* EXERCISE INSTRUCTIONS
Word for word and without images, transcribe all of the records.
****
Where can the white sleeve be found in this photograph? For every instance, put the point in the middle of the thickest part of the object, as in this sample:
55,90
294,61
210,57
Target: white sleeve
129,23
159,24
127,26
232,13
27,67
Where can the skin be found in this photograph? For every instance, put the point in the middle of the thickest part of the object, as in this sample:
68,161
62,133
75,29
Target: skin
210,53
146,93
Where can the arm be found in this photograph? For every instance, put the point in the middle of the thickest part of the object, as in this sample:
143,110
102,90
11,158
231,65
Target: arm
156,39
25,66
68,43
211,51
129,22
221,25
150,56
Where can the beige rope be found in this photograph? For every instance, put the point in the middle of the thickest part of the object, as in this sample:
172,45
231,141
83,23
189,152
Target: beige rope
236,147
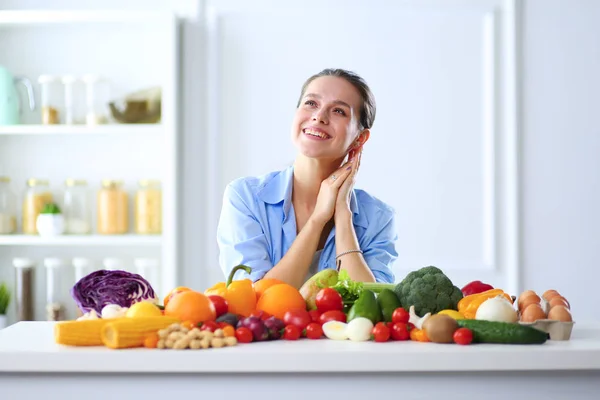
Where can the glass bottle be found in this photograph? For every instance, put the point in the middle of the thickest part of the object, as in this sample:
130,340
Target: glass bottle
113,213
24,277
37,196
50,96
8,207
77,207
55,310
148,207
****
* EXERCISE RESULT
Where can the white sleeve be found in this photograph? For every instance, put the point in the middle of the thickest part of the object, as in this sample:
55,90
294,61
210,57
Target: white sleeve
129,23
159,24
127,26
232,13
27,67
Where can the skin be found in this photograph? For every instance, put the point in the middle of the thickest part of the object, as in this sample:
68,161
62,133
75,29
Target: skin
210,53
146,93
Where can the arm be found in this photograph? For every instance, put the point in the middle of the thickest part of the object, as in this sample:
143,110
102,90
11,158
231,65
Target: arm
156,39
25,66
68,43
211,51
129,22
221,25
150,56
Where can the beige rope be found in this photograph? For every instance, put the point in the middle of the thickest part of the object, as in this sample:
172,45
231,141
83,23
189,152
Target: beige rope
236,147
Where can the glass bottle be found in this photograph? For every instance, put the point in the middle of the thickest part of the object, as in this sample:
130,340
Target: glass bottle
113,213
24,277
37,196
50,96
8,207
77,207
55,310
148,207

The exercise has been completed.